### [WRITTEN PROBLEM]
Report every line of the listing below that contains the word "provide", copying each such line in full. Letter case counts in the match.

### [EXCERPTED DATA]
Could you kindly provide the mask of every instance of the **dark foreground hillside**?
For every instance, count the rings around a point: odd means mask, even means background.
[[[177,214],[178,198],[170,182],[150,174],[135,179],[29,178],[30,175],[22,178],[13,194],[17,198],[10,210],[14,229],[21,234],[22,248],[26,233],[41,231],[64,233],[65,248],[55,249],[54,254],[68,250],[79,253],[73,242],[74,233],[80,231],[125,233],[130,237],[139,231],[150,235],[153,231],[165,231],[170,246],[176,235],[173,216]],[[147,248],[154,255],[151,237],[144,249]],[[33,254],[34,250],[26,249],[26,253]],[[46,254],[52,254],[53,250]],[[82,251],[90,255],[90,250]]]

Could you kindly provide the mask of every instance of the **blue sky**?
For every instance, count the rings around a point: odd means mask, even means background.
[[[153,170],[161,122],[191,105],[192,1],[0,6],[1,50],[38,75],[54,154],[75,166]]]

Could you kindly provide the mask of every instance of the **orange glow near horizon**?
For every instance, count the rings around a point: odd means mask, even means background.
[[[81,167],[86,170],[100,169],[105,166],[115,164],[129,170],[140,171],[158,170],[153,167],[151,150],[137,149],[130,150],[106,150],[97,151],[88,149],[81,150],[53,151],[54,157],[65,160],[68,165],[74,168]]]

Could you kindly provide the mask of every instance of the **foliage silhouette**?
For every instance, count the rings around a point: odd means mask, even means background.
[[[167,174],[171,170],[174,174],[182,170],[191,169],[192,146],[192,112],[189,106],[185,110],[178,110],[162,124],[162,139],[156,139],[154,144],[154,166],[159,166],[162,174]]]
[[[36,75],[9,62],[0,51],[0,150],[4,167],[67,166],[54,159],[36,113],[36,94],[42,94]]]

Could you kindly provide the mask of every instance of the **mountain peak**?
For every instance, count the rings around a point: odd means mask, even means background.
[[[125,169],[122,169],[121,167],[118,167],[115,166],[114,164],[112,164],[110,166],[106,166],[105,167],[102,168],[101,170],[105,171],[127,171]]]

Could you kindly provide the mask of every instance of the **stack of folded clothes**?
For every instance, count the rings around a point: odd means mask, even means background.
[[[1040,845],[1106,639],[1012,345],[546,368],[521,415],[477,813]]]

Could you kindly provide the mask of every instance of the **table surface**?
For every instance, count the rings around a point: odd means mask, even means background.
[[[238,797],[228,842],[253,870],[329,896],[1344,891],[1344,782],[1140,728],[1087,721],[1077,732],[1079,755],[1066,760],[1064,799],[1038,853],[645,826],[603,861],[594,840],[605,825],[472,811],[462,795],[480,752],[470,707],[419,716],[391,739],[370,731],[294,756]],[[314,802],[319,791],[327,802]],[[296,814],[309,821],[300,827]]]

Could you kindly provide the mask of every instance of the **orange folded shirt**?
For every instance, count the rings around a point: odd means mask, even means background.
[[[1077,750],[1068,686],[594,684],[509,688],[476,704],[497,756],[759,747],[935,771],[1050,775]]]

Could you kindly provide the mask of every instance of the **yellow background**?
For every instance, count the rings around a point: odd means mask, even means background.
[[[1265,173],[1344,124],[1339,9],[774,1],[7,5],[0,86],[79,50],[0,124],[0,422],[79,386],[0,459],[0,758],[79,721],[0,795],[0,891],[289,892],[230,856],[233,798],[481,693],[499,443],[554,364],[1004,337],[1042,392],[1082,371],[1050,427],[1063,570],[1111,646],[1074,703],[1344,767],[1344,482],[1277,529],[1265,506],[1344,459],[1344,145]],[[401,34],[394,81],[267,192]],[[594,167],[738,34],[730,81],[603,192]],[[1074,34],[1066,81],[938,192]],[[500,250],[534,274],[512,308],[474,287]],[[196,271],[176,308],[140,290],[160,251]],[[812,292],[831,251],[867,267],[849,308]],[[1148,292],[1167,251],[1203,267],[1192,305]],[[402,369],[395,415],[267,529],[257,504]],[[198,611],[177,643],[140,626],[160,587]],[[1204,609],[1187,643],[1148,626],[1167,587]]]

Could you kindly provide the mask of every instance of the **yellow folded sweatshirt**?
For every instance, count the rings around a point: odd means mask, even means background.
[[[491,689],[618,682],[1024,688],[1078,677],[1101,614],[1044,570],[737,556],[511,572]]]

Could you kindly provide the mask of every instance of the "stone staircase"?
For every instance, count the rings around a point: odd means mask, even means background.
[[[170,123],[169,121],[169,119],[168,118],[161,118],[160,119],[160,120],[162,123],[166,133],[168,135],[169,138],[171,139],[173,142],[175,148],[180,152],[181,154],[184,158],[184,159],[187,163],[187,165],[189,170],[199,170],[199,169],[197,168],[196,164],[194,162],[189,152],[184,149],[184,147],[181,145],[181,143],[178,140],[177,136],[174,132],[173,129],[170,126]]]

### [OUTPUT]
Could you kindly provide the mask of every instance of the **dark foreground hillside**?
Could you kindly provide the mask of every instance of the **blue sky**?
Could you kindly provide the mask of every instance of the **orange glow near horizon**?
Could you kindly provide the mask of every instance of the **foliage silhouette**?
Could you kindly provide the mask of every instance of the **mountain peak**?
Could you kindly provide the mask of every instance of the **stack of folded clothes**?
Could you kindly provide the mask of every instance of the **table surface**?
Could you kindly provide the mask of every instance of the **orange folded shirt**?
Could you kindly provide the mask of every instance of the **yellow background**?
Could you kindly provide the mask of every instance of the **yellow folded sweatshirt**?
Could you kindly provide the mask of every instance of the "stone staircase"?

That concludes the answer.